### TASK OBJECTIVE
Collect each line in the records below that contains the word "concrete" and copy those lines out in full.
>> start GIVEN ENTRIES
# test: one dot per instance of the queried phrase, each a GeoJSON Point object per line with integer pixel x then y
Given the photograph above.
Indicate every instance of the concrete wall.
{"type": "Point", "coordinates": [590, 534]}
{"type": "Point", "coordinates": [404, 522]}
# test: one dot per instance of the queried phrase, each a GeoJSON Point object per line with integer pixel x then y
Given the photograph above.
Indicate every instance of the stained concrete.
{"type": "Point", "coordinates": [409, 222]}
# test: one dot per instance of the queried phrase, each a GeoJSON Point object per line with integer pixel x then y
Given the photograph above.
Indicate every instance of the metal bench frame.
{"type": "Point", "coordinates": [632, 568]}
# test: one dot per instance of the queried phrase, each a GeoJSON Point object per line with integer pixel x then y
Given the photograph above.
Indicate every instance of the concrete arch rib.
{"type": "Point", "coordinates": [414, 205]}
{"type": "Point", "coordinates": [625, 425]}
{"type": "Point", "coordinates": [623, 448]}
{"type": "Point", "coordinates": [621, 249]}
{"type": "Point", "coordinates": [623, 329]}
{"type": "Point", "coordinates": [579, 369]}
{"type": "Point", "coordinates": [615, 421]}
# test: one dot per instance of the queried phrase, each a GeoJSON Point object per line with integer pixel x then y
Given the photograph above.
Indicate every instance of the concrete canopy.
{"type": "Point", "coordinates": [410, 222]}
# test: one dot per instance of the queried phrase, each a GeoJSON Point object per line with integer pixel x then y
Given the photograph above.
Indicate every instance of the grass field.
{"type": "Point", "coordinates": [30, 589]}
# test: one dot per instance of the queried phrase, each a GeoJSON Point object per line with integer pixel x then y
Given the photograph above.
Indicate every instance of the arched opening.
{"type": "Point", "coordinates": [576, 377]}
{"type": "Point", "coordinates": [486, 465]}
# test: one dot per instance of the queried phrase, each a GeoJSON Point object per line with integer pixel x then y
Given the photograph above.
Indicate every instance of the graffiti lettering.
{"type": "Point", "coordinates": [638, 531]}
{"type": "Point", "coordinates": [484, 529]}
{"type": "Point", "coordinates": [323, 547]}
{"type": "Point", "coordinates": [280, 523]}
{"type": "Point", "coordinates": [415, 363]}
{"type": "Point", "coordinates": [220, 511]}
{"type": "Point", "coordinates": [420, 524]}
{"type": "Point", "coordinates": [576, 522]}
>> end GIVEN ENTRIES
### COMPLETE RESPONSE
Indicate every instance of the concrete wall.
Indicate every instance of the stained concrete.
Indicate every instance of the concrete arch rib.
Indicate every instance of the concrete canopy.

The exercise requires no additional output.